Stored data:
# # #

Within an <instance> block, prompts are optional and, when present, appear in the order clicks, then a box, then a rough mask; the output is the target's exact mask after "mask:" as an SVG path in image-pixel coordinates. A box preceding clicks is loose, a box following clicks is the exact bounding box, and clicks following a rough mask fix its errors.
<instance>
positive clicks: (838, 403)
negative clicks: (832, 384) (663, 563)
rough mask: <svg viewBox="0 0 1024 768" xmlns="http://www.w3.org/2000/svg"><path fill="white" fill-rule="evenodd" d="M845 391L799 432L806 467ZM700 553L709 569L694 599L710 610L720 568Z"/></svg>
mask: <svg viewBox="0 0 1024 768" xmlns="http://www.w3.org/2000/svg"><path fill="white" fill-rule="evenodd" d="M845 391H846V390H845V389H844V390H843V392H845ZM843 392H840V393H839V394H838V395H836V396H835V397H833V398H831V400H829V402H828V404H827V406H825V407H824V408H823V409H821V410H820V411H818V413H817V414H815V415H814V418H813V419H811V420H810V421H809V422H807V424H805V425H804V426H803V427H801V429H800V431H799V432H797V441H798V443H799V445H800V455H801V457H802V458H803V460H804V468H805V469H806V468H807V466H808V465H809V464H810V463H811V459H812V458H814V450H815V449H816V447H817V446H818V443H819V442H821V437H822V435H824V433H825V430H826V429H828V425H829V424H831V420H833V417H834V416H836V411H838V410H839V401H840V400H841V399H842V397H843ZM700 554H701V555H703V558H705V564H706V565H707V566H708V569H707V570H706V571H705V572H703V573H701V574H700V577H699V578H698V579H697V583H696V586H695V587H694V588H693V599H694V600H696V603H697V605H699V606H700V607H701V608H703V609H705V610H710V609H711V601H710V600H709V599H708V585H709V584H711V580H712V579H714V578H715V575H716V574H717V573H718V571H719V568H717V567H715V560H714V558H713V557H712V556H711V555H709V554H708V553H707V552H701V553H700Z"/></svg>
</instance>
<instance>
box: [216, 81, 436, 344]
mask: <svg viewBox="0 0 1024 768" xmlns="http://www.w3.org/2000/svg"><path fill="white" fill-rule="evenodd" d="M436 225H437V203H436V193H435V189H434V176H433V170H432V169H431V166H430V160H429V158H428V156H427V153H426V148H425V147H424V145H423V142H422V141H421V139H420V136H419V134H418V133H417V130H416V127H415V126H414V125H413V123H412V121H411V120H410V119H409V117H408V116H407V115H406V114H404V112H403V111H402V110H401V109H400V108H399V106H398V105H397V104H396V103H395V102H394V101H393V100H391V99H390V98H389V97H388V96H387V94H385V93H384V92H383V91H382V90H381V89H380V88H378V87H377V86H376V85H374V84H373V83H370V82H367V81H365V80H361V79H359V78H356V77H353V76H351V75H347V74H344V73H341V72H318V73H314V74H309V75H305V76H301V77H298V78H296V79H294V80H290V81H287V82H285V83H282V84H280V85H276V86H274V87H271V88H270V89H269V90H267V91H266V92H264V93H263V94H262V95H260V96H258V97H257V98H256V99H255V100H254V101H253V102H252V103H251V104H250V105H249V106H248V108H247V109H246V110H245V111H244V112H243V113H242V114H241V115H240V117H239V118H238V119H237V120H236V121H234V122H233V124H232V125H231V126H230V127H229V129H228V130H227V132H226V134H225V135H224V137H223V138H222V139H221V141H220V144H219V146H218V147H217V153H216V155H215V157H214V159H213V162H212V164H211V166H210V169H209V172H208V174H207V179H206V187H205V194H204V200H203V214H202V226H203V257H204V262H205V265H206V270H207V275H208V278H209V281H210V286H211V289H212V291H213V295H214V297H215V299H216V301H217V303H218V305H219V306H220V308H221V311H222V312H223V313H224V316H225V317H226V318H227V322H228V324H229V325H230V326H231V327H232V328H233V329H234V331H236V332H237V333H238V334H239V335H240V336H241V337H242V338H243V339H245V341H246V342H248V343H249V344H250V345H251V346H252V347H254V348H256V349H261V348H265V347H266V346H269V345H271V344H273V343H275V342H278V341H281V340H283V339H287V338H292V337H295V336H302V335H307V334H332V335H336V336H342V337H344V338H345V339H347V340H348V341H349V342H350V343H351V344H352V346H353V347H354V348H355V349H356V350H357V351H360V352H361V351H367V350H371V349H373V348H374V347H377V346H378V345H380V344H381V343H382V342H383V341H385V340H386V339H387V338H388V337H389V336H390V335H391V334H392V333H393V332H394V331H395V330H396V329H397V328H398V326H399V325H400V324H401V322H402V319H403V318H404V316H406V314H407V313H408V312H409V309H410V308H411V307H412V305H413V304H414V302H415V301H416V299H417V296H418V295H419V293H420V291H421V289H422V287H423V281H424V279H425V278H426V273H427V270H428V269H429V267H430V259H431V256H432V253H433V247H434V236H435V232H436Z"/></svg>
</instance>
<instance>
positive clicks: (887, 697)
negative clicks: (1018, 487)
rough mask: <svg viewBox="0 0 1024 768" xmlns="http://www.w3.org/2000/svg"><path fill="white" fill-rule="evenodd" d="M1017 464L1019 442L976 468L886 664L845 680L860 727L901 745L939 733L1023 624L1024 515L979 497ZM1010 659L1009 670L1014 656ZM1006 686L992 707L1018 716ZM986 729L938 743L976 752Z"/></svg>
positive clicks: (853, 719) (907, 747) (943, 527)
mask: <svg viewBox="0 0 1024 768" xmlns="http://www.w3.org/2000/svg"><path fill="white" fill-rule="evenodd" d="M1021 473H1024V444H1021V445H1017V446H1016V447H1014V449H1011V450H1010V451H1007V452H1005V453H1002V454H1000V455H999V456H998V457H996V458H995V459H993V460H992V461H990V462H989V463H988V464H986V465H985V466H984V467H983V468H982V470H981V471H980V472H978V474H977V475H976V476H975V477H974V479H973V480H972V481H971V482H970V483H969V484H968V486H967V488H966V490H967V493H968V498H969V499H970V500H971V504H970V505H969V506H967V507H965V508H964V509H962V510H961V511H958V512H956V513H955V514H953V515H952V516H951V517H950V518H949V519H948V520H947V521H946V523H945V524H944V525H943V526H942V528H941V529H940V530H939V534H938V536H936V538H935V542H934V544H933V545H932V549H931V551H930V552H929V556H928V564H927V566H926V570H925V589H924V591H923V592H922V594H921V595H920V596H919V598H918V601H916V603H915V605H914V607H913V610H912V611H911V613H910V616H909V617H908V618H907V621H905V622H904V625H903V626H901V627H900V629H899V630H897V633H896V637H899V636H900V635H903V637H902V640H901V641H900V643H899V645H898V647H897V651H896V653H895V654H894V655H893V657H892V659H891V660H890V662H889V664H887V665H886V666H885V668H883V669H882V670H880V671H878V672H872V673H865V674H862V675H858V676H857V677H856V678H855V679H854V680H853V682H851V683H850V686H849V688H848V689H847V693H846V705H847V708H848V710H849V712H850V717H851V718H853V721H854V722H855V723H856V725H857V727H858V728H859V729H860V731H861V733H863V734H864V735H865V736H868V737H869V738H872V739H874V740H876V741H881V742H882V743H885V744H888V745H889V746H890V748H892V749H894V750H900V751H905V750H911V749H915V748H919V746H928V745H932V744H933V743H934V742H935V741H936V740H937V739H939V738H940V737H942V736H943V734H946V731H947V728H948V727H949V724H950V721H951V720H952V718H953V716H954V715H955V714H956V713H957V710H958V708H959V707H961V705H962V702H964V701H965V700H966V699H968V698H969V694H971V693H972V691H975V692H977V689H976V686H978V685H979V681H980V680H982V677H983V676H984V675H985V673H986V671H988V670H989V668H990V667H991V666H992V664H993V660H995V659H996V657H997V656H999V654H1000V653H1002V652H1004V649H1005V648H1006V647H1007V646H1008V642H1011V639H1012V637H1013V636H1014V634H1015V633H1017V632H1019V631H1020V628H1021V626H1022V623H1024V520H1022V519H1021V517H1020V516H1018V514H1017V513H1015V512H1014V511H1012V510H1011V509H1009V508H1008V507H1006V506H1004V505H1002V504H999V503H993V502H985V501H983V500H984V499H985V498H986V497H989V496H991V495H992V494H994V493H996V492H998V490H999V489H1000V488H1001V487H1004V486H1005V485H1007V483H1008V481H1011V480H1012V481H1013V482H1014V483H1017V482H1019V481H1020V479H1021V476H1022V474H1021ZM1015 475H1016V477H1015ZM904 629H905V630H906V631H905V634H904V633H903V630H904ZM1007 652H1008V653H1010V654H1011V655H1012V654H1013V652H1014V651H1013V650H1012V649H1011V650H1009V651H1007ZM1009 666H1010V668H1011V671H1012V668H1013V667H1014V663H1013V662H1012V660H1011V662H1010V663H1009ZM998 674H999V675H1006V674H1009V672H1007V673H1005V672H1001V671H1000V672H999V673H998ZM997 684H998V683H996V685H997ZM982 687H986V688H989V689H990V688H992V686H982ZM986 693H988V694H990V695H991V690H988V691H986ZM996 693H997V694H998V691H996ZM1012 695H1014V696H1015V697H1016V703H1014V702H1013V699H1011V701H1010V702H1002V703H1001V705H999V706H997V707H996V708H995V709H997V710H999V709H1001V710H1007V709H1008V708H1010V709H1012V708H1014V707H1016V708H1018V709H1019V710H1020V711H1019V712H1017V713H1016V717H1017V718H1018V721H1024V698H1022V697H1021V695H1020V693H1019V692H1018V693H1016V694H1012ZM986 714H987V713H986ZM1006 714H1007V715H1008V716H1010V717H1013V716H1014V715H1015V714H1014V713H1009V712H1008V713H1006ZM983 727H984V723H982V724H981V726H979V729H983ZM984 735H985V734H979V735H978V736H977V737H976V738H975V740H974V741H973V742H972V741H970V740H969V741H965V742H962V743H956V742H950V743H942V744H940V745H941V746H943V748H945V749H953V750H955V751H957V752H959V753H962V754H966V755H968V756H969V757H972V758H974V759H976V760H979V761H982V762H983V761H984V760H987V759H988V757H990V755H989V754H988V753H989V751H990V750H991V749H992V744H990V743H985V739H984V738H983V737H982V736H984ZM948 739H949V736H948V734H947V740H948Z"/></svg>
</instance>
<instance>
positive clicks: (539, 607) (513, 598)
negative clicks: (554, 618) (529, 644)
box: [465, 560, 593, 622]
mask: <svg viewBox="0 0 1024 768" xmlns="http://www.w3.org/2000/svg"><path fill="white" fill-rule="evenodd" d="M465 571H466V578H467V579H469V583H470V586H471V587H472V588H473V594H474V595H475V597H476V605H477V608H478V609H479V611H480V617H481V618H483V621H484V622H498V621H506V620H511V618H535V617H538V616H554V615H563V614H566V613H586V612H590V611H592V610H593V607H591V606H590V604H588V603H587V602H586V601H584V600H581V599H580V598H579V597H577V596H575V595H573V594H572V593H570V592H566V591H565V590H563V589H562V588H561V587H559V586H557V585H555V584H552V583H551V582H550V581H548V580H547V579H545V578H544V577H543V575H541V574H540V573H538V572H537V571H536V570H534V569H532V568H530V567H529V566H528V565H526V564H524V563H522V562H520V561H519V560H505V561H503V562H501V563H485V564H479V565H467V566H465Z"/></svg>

# # #

How many lines above contain the word "negative"? Answer with the number alone.

3